**SUPPLIED PASSAGE:**
· · · · · · ·

Pretending an infant is saying words, when they can't yet, can really cause problems.
Object-labeling is just one of any number of ways that adults scaffold language for toddlers. These are things parents tend to do naturally, but not equally well.
When adults talk to young children about small objects, they frequently twist the object, or shake it, ore move it around -- usually synchronizing the movements to the singsong of parentese. This is called motionese, and it's very helpful in teaching the name of the object. Moving the object helps attract the infant's attention, turning the moment into a multisensory experience. But the window to use motionese closes at fifteen months -- by that age, children no longer need the extra motion, or benefit from it.
Hearing language from multiple speakers helps enormously. Fourteen-month-old children fail to learn a novel word if spoken by one person, even if repeated. Hearing multiple speakers gave the children the opportunity to take in how the phonics are the same, even if the voices vary in pitch and speed. By hearing what was different, they learned what was the same.
45% of utterances from mothers begin with one of 17 words: what, that, it, you, are/aren't, I, do/don't, is, a, would, can/can't, where, there, who, come, look, and let's. With 156 two- and three-word combinations, we can account for the beginnings of two-thirds of the sentences mothers say to their children. These predictably repeating word combinations are frames. Frames include grammar, which in turn teaches vocabulary (rather than the opposite common belief that vocabulary teaches grammar).
It was thought that children learn nouns before verbs, but actually it is word position, as they tend to learn the last words in sentences before earlier words, as they heard them more clearly. Until children are 18 months old they cannot make out nouns in the middle of a sentence.
Variation sets have the same context and meaning, but the vocabulary and grammar change.
Shape bias helps children make sense of commonality in some shapes while ignoring differences. This can be easily taught by saying This is a wug. Can you find the wug?. Vocabulary skyrockets.
Shape bias, variation sets, frames, motionese, object-labeling, all dramatically impact rate and volume of language learning in infants and toddlers.
Chomsky's universal grammar is being slowly displaced by auditory and visual inputs, contingent responses, and intuitive scaffolding, which steer children's attention to the relevant pattern.
It is easy for parents to believe in some innate genius guiding their child's development. They are only seeing the output, not the mechanisms underneath, or their role in the many interactions that scaffold language acquisition. Language skills as innate is being challenged. In studies with fraternal twins, only 25% of language acquisition is due to genetic factors. Overall, language measures are stable in elementary school, but not before then. However, research into language measures taken at age three strongly correlate with academic performance at age nine, so early language ability is an advantage.
There is a core assumption of positive psychology that positive emotions like gratitude are inherently protective, they ward off problem behavior and prevent troubled moods. The idea that one can feel good, have good well being, and at the same time be stressed out has been overlooked. Gratitude has a positive effect on children who have less affect. However, for children who are normally experience hope and excitement, it can have a negative effect, especially with children who have a strong need for autonomy and independence. Good and bad is not a dichotomy, whether it be actions or emotions.
The main issue with gratitude as with many other issues is the fallacy of similar effect. That is, that children will react as adult do, to various interventions.

· · · · · · ·

**TASKS:**
• a. Answer these from the passage on early language learning, one answer a line:
(i) At what age does the window to use motionese close?
(ii) How many words begin 45% of utterances from mothers?
(iii) In studies with fraternal twins, what share of language acquisition is due to genetic factors?
• b. Quote the passage on early language learning, starting with "There is a core" and going on through "actions or emotions.".
The data that follow have no connection to the passage on early language learning.

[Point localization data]
· · · · · · ·

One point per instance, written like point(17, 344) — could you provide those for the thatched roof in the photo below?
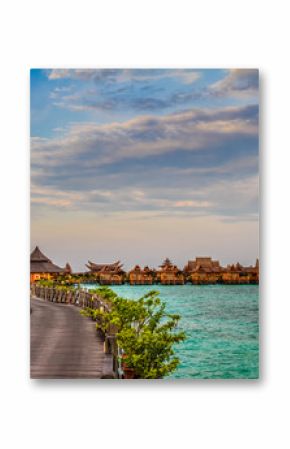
point(39, 263)
point(115, 267)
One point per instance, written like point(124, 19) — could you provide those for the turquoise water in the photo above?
point(221, 324)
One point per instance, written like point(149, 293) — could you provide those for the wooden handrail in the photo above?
point(81, 298)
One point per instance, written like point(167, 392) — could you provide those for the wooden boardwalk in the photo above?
point(64, 344)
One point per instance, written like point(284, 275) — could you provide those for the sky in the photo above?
point(141, 164)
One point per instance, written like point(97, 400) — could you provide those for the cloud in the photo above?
point(198, 162)
point(187, 76)
point(238, 82)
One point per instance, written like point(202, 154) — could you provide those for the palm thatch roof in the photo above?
point(39, 263)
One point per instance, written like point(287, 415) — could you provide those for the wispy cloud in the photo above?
point(196, 162)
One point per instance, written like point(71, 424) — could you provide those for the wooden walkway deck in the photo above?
point(64, 344)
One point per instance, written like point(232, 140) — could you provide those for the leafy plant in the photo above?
point(144, 331)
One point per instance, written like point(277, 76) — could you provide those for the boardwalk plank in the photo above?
point(64, 344)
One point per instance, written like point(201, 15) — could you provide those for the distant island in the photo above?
point(202, 270)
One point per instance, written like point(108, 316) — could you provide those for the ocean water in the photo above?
point(221, 324)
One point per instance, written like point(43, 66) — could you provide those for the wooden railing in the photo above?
point(82, 298)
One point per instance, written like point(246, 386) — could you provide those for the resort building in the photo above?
point(107, 274)
point(169, 274)
point(237, 274)
point(203, 270)
point(137, 276)
point(41, 267)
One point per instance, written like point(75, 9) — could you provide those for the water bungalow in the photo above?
point(107, 273)
point(203, 270)
point(137, 276)
point(169, 274)
point(41, 267)
point(237, 274)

· · · · · · ·

**TASK-BY-TASK SOLUTIONS:**
• a.
(i) Fifteen months.
(ii) 17 words.
(iii) 25%.

• b.
There is a core assumption of positive psychology that positive emotions like gratitude are inherently protective, they ward off problem behavior and prevent troubled moods. The idea that one can feel good, have good well being, and at the same time be stressed out has been overlooked. Gratitude has a positive effect on children who have less affect. However, for children who are normally experience hope and excitement, it can have a negative effect, especially with children who have a strong need for autonomy and independence. Good and bad is not a dichotomy, whether it be actions or emotions.